§ **Instructions**:
1. List every question that the article on Jennie Chin Hansen poses about the retirement of the baby boomers.
2. Write the next part of the article on Jennie Chin Hansen, picking up after its final paragraph.

*** Passage for review ***

Can Nurses Solve Our Nation's Problems?
aarp president-elect jennie chin hansen '70 discusses her work with older americans - fall/winter 2007
Lately, it’s hard to pick up a newspaper that doesn’t mention the aging of the baby boomer generation. As boomers begin to retire, many pressing social questions have arisen: Will the social security system survive the huge influx of beneficiaries? How will massive retirements impact the workforce? And, closer to home for nurses and other healthcare professionals: how will the aging population burden a heathcare system that is already characterized by staffing shortages and economic challenges?
Among the policy makers working to answer these questions is Jennie Chin Hansen ’70, who will become President of AARP in 2008. AARP has 39 million members and is one of the largest and most influential voices that represent the interests of older Americans. Hansen’s history of policy and advocacy for older Americans made her an obvious choice to lead AARP.
After graduating from the Boston College School of Nursing in 1970, Hansen pursued a community heath career path. She explains, “It was just my propensity to think about how to…have an impact on larger groups. I found that there was more ability to affect change by thinking more broadly about populations rather than about techniques and specific research methodologies. Affecting change ultimately happens at the population level.”
Hansen began her career as a public health nurse in Idaho. “In community health, one cares for the whole age continuum. So when I was a public health nurse in the ‘boonies,’ I was intrigued with older people and their fierce independence. These people had no resources, were so isolated in rural communities, but had an absolute tenacity and dignity to make it on their own. They would appreciate my coming by but, heck, they would’ve done fine without me. My interest was piqued in the appreciation of older people who really wanted to maintain their abilities and their dignity to live as strongly and as independently as possible.”

*** End of Passage for review ***
*** Extracted records ***

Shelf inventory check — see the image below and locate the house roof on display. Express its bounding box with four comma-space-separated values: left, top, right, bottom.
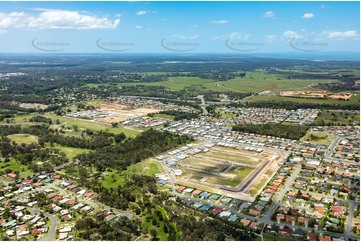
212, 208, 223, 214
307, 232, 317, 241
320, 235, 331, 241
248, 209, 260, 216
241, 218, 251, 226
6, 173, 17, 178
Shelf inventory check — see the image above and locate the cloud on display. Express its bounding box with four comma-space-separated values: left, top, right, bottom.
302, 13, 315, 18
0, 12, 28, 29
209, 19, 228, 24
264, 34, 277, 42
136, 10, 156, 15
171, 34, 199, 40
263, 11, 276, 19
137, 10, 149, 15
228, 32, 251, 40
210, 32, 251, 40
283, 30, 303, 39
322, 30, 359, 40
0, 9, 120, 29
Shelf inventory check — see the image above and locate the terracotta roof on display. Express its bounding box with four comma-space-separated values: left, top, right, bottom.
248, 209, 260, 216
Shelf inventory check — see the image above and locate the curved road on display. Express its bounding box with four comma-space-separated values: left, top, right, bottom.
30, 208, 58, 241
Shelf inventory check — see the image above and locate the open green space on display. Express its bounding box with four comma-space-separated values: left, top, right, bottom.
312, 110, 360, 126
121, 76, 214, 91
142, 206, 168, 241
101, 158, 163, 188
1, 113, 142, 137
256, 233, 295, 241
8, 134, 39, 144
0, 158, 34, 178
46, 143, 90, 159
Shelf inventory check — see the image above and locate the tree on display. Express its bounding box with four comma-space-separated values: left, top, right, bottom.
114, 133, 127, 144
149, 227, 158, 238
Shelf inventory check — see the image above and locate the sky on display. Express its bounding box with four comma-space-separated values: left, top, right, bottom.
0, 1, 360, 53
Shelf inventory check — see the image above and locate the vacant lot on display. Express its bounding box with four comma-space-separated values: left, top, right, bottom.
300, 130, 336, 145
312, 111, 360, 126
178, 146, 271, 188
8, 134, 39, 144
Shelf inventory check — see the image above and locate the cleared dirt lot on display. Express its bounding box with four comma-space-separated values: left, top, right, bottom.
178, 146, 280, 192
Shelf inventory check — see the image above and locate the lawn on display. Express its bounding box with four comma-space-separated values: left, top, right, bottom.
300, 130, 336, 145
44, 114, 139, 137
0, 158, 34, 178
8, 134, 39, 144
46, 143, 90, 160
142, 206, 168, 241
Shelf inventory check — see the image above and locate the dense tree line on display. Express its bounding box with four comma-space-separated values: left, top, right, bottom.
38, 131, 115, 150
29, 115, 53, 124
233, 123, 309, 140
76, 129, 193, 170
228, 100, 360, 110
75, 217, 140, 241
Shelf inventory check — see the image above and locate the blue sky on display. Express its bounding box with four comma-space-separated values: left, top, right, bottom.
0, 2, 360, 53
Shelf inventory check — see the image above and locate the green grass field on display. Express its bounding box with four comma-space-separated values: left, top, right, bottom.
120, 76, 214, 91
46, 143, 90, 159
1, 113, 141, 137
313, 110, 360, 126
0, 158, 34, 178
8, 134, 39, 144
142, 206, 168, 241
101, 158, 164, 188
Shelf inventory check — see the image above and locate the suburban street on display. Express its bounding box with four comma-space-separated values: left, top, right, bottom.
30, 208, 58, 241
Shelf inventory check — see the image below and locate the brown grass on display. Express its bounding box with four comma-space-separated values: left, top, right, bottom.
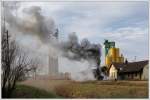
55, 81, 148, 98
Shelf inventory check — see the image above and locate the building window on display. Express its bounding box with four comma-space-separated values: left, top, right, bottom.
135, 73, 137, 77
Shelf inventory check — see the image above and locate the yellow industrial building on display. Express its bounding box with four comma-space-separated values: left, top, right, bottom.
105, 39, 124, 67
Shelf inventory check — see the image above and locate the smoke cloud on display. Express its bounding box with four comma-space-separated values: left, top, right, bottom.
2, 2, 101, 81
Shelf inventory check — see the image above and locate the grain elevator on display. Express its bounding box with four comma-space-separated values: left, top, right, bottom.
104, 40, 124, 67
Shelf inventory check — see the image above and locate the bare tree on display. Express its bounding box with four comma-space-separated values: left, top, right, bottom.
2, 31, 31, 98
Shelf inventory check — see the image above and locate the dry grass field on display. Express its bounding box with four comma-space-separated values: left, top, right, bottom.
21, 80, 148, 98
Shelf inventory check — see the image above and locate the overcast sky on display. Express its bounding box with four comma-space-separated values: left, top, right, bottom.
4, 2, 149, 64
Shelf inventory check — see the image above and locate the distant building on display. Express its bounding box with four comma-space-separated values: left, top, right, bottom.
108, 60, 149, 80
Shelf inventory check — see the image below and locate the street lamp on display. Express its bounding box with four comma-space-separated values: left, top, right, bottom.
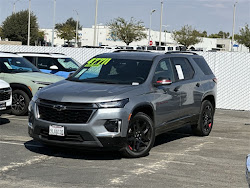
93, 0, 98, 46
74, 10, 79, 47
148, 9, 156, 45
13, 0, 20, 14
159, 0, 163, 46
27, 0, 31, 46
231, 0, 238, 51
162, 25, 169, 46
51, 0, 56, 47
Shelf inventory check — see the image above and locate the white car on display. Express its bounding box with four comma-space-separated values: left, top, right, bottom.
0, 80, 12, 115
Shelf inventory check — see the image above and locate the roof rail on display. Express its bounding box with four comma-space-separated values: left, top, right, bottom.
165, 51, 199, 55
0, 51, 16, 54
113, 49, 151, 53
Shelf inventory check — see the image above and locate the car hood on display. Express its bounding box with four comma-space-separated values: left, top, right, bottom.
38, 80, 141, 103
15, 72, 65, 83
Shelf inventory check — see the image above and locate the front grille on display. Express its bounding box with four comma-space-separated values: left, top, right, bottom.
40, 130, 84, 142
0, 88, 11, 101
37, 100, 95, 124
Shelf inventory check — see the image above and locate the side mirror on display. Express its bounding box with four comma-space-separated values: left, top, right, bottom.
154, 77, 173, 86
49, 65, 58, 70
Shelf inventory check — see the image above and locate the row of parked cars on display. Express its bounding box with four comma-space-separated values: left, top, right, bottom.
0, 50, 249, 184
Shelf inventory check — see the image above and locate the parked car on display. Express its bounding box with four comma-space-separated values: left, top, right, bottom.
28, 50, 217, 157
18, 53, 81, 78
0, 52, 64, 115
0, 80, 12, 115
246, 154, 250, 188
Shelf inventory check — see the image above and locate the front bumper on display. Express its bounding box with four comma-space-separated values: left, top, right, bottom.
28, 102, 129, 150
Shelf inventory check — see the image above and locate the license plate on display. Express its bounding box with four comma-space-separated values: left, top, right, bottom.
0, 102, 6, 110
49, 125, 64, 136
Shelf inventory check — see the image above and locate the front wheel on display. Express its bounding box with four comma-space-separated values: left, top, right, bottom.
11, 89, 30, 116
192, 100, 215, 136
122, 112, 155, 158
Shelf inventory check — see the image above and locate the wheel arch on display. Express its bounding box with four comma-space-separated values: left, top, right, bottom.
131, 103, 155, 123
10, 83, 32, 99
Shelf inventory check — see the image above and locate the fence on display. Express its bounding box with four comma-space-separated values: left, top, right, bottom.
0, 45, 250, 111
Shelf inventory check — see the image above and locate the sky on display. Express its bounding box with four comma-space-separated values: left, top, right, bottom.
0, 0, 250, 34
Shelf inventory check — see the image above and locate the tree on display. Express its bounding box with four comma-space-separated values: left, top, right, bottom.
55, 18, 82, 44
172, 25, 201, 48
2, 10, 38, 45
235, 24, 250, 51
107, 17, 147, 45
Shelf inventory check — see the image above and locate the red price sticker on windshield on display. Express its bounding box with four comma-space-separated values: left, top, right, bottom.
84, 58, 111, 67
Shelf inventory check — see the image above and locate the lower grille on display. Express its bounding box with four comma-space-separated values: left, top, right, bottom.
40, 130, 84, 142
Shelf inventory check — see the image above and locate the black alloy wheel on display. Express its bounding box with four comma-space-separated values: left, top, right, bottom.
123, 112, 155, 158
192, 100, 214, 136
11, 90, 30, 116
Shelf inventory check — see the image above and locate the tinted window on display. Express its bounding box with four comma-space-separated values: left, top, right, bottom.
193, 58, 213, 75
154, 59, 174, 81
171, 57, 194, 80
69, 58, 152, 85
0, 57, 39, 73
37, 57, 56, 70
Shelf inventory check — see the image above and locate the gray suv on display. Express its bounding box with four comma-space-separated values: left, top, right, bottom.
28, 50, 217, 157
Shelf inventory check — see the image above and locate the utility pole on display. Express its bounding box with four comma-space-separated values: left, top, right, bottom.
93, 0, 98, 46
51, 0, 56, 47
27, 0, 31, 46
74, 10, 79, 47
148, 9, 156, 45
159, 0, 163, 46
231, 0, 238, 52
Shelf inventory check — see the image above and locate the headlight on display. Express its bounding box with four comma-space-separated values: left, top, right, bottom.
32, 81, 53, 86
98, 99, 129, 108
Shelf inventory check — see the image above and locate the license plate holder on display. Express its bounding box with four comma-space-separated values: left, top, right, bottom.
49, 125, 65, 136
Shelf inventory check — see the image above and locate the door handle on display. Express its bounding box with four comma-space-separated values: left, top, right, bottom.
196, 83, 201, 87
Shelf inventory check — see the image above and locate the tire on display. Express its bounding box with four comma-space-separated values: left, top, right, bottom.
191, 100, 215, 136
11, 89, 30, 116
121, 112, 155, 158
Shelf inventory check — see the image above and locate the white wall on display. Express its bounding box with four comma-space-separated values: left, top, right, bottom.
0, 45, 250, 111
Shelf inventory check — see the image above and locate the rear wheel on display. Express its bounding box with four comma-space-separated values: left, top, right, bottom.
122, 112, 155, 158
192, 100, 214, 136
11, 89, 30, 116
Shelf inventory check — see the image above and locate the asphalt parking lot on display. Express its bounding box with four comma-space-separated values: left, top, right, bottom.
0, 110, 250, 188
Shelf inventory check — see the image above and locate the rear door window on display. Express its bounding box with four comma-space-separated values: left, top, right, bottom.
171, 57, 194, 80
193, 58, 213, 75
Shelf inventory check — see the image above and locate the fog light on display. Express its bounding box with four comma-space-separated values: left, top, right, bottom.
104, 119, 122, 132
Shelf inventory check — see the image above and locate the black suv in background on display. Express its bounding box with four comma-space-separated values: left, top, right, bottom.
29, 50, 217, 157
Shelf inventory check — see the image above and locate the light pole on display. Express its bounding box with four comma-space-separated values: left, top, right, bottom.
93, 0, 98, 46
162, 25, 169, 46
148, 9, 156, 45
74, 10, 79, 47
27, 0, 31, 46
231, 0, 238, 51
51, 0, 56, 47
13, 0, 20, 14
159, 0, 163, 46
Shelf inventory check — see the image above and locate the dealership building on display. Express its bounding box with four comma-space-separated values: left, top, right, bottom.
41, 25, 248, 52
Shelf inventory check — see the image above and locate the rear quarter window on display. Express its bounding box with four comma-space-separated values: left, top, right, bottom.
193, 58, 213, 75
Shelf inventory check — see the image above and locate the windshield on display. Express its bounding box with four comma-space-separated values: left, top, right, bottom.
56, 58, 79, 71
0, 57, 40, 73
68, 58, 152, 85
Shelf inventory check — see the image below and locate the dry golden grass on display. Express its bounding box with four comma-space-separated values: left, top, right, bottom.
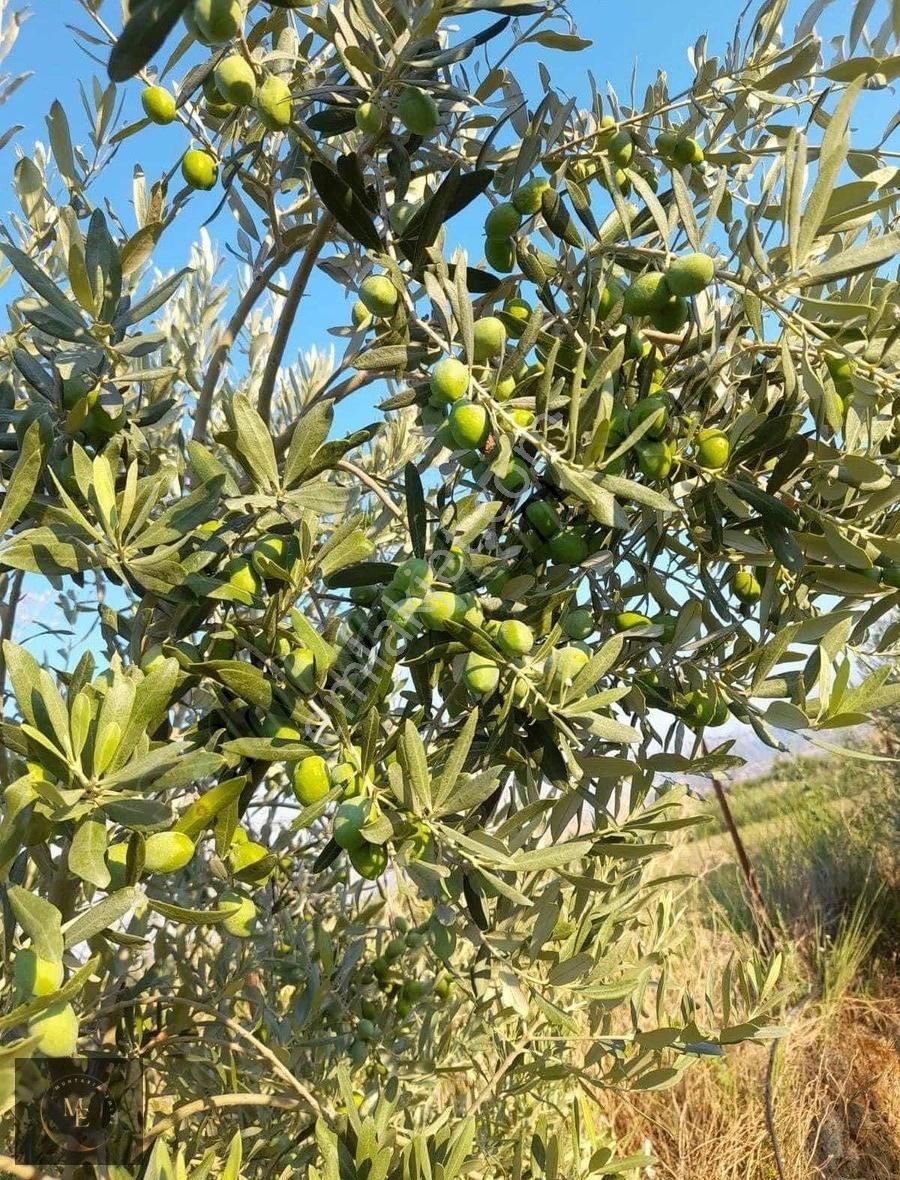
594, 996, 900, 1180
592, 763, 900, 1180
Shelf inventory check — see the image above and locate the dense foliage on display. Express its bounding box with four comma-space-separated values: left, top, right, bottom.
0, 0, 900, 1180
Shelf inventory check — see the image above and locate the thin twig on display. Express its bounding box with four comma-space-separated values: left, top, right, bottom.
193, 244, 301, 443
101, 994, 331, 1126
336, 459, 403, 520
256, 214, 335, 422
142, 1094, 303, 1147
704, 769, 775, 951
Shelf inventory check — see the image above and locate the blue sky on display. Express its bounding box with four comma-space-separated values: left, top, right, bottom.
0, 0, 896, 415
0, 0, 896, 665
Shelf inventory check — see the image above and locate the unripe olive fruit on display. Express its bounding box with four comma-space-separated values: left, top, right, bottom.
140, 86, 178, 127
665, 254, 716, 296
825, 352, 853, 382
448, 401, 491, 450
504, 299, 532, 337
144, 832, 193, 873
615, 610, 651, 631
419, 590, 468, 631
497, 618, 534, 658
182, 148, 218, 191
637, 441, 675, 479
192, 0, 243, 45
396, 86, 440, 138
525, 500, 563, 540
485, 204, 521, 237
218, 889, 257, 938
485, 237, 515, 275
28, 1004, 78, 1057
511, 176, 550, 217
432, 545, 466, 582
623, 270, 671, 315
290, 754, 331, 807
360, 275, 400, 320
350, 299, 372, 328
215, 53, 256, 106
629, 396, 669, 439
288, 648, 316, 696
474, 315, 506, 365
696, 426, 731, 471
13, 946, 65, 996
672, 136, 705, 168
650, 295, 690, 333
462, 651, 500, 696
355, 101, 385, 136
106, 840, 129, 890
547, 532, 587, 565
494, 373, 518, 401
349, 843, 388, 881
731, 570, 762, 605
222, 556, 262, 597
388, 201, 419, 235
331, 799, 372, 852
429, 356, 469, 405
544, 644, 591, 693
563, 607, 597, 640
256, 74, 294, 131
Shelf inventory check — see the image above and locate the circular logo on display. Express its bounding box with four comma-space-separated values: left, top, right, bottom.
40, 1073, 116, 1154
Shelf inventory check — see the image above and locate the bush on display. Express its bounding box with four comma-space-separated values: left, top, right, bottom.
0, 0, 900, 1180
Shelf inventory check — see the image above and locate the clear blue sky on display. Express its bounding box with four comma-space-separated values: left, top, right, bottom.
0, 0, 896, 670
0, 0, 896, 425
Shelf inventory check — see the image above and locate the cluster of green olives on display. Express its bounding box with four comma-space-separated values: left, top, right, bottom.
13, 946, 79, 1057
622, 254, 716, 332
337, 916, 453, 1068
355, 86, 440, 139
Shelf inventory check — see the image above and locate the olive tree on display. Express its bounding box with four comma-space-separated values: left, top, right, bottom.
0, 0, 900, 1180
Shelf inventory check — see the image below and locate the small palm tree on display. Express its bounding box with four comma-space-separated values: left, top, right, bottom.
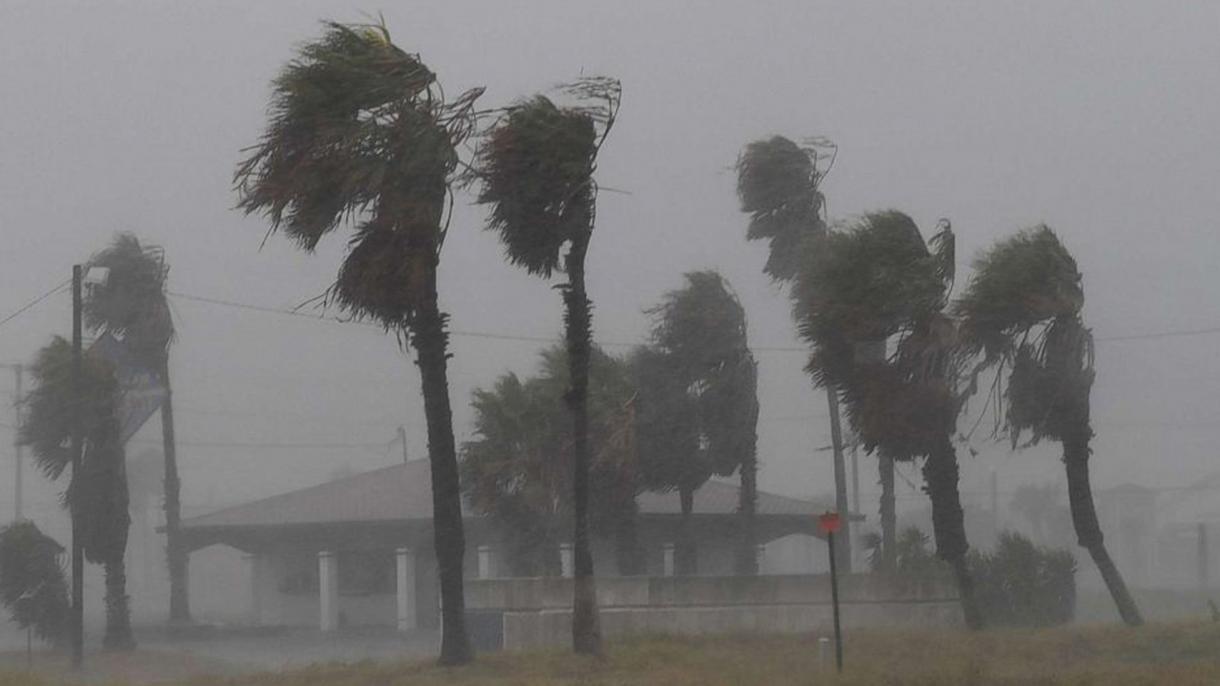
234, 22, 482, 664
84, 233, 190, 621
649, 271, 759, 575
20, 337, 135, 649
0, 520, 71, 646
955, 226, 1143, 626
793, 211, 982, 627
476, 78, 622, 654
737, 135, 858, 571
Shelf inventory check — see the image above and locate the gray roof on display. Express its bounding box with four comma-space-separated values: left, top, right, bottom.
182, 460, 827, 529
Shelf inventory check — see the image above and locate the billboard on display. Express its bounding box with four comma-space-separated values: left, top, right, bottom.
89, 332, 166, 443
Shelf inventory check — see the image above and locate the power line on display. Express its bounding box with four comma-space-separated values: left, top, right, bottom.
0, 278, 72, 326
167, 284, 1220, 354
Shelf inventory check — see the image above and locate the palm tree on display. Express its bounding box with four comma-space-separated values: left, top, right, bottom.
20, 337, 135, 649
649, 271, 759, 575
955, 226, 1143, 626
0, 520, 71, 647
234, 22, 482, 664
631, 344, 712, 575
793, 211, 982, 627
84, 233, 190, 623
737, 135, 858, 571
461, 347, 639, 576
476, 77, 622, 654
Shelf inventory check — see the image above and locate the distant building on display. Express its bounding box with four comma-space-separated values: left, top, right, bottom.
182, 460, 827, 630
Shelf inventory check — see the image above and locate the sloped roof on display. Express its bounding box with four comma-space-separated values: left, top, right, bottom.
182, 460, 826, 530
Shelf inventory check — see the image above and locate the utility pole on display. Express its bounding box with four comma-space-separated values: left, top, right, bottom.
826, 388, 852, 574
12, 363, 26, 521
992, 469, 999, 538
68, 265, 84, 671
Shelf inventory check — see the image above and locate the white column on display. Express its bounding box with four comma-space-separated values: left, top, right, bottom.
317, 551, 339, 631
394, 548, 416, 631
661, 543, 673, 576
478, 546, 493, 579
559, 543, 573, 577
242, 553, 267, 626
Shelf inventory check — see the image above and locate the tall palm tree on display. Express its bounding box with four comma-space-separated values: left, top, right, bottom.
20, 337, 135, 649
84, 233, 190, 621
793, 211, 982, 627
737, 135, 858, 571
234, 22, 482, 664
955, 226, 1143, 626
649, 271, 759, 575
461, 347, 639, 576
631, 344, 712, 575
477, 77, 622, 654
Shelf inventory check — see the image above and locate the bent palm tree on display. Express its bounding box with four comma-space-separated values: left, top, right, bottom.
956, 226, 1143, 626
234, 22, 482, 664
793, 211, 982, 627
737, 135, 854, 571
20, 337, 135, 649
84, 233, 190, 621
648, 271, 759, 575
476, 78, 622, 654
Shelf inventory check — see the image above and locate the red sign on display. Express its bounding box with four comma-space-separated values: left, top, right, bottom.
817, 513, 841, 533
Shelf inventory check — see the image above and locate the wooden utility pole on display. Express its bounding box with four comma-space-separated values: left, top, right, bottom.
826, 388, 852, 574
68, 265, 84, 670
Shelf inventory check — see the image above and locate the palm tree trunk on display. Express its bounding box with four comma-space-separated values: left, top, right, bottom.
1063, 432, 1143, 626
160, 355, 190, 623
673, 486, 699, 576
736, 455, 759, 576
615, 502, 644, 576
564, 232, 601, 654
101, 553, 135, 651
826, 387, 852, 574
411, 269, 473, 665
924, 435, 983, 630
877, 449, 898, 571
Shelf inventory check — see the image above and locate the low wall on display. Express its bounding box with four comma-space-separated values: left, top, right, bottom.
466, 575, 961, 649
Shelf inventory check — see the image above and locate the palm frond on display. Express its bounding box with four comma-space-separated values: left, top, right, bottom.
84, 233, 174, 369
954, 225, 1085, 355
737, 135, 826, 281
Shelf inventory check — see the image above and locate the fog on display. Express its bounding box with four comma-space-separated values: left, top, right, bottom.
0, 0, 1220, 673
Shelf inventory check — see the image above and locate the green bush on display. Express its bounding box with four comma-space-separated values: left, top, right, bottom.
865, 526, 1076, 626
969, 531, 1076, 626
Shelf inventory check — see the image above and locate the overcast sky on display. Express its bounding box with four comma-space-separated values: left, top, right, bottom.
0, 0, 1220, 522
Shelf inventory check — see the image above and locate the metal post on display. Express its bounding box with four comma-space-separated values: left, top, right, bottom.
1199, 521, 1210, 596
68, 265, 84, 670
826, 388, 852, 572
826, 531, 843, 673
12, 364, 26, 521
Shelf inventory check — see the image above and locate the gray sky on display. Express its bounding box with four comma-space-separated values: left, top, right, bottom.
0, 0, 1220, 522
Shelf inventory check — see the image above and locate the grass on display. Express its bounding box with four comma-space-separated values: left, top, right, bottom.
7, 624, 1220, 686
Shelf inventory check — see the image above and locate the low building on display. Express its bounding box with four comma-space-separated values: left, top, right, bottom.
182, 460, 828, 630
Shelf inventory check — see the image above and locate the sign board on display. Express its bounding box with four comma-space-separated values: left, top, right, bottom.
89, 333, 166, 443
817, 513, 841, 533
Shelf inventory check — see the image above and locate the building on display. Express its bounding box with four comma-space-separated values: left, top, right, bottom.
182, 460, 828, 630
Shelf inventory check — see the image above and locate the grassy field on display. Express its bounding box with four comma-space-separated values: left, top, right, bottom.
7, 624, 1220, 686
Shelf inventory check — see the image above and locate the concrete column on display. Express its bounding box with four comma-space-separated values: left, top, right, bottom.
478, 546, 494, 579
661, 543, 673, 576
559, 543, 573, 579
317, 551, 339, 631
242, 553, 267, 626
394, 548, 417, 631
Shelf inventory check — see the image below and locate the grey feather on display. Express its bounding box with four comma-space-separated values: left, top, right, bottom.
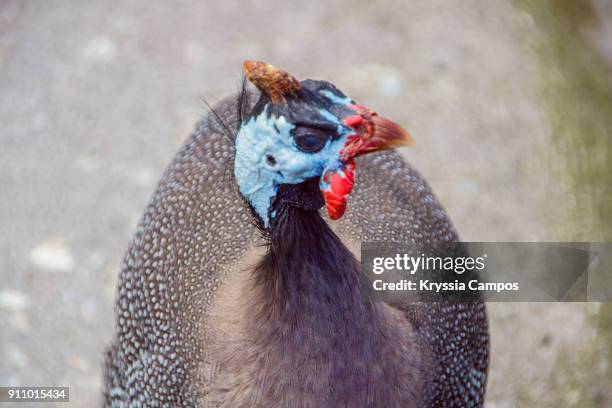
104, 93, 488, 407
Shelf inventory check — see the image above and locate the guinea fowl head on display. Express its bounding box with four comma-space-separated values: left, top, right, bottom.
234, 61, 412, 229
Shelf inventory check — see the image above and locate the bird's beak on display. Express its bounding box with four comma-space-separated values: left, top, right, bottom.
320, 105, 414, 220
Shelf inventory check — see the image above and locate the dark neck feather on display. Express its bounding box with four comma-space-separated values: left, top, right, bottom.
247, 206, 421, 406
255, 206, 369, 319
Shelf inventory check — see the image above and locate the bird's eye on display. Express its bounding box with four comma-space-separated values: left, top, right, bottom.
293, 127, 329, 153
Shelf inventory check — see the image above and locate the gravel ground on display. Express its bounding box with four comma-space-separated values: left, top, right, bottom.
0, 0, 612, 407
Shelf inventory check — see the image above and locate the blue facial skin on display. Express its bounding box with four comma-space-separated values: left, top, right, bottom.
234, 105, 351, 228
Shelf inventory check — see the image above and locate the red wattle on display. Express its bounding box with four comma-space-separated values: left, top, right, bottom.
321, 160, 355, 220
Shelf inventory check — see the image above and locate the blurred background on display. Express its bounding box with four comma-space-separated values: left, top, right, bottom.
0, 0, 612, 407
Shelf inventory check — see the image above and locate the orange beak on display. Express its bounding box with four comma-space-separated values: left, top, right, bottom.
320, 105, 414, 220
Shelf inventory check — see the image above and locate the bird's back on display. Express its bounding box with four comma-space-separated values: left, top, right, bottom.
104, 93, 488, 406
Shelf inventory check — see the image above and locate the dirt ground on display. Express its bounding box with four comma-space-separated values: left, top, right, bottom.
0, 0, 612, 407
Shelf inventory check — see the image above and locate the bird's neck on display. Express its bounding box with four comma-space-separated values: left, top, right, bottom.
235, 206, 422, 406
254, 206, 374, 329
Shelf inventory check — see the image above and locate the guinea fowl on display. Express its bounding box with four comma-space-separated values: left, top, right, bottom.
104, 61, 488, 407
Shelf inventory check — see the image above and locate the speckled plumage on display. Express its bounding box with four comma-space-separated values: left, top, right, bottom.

*** End of Extracted records ***

§ **Results by task**:
1.
- Will the social security system survive the huge influx of beneficiaries?
- How will massive retirements impact the workforce?
- How will the aging population burden a heathcare system that is already characterized by staffing shortages and economic challenges?

2.
Hansen brought this appreciation for older people with her when she accepted a position as a researcher for On Lok, a then-small nonprofit organization providing community-based heath services in San Francisco. Hansen stayed at On Lok for nearly 25 years, eventually serving as Executive Director of the organization, building it into a robust family of organizations, and developing it’s program into the prototype for PACE (Program of All-Inclusive Care for the Elderly), now a Medicare/Medicaid program available to all 50 states.
“In developing On Lok, you could say we identified the core ingredients, and maybe the sauce has a slight variation, a regional variation. We identified the ways that existing services didn’t come together really well and the way things were paid for didn’t come together well when you were actually the person trying to navigate through this. What we did was take the same ingredients but re-formulated so that it really worked for the local community. The ingredients were still the same—flour sugar and eggs—but we recombined them in a way that made sense and yet cost no more or actually cost less. [Our approach] actually produced a quality [of service] that people were happier with.”
I think the visible racial component is one that’s rather right out there [with On Lok], so people say ‘Oh my gosh this is a wonderful little Asian program.’ But the reality is that it was [originally developed in] a part of San Francisco called North Beach which was comprised at that time of Italian immigrants, Phillipino immigrants and Chinese immigrants. So we actually had three initial immigrant populations. Their commonality was that English was not their first language and they each had their own cultural mores that were very deep for people who were older. So what we were able to do was maintain that; this was the early days before talk about cultural competence as a concept, and we had people who spoke their language, understood some of the value systems that were important, understood what foods and practices were important to them, understood their family dynamics that came with populations and be able to factor all these variables and create something that had the universal, flour and eggs to it and it was just then baked a little differently but with core points of accountability all throughout.
“When we became a national program, it was these core principles of accountability and these structures that were universal; it played out a little differently in El Paso, Texas which was a lot of Mexican-Americans to Milwaukee, Wisconsin that had kind of classic Midwest population to Portland, Oregon to the Bronx. Those core ingredients were found to be universal needs by people regardless of their ethnicity. We tapped into the fact that when people get to this stage in their life they still want to be their form of normal, a part of their community, and still do as much as they can possibly to do. They want to be able to be part of the fiber of their local neighborhood.
We facilitated those principles in the form of the PACE program and provided the technical pieces that made it possible. That to me was the beauty of having a community program become the national [model] rather than having the policy wonks design something and say ‘make this work at the local level.”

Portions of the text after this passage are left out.